SOURCE DOCUMENT:
※ ※ ※

Michelle Woods Reviews Edna O’Brien’s Saints and Sinners

Why It’s New York: Edna O’Brien appeared this week as part of the Selected Shorts series at Symphony Space as part of New York Book Week. Literary New Yorker Colum McCann  read, along with Cynthia Nixon and Eilin O’Dea.  Edna O’Brien will also read at McNally Jackson on Monday (Memorial Day) with Gabriel Byrne!
Why It’s Irish: since her debut 50 years ago with The Country Girls, O’Brien has been one of the leading Irish writers.
Edna O’Brien’s Saints and Sinners is Marvelous
Saints and Sinners

Zest, vitality and rage.

The three nouns that describe, for Edna O’Brien, the heart of Samuel Beckett’s short fiction. But they could as well be descriptors of O’Brien’s marvelous new collection of short stories, Saints and Sinners.
I’ve always found O’Brien’s work and life fascinating, sometimes for the wrong reasons but often for the right.

It’s fifty years – a half century! – since she published her first novel, The Country Girls, a tour de force, dismissed for many years by the critical establishment as women’s fiction (pre-Chick Lit) and denounced as evil and burnt by her parish priest. Her mother, when she got a copy of the novel, blacked out unacceptable phrases and sent it back to O’Brien with no other comment. It was banned in Ireland.


“One could not but rage,” O’Brien said recently in an interview speaking of Ireland, “but there’s also the sadness.”  Ireland loves her now.

O’Brien moved to England in the late 1950s with her then husband, Ernest Gebler – himself a successful novelist and an unerring misanthrope – and she never went back to Ireland. Except in her fiction that returned again and again to her childhood and to her unsuccessful marriage (O’Brien never remarried after her divorce in 1964 though has had some high profile lovers). In recent years, I’ve found some of her fiction heavy in its own weight of recurring themes and obsessions. Though her prose always contains some lyrical gorgeousness, the zest and vitality were drowned out by the rage.

※ ※ ※

MATERIAL SUPPLIED:
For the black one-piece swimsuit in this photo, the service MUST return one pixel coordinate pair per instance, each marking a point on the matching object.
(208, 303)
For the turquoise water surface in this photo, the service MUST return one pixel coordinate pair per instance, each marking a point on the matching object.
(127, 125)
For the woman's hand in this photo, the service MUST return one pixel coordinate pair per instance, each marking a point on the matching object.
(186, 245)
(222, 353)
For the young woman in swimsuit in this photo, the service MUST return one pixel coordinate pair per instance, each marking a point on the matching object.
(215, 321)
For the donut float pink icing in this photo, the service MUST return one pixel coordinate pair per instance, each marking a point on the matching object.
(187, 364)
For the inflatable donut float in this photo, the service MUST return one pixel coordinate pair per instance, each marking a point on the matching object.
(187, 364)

※ ※ ※

EXERCISE DESCRIPTION:
Reproduce the passage of the book review from "The three nouns" to "Saints and Sinners.", keeping every word and punctuation mark unchanged.

ANSWER FOR THIS EXERCISE:
The three nouns that describe, for Edna O’Brien, the heart of Samuel Beckett’s short fiction. But they could as well be descriptors of O’Brien’s marvelous new collection of short stories, Saints and Sinners.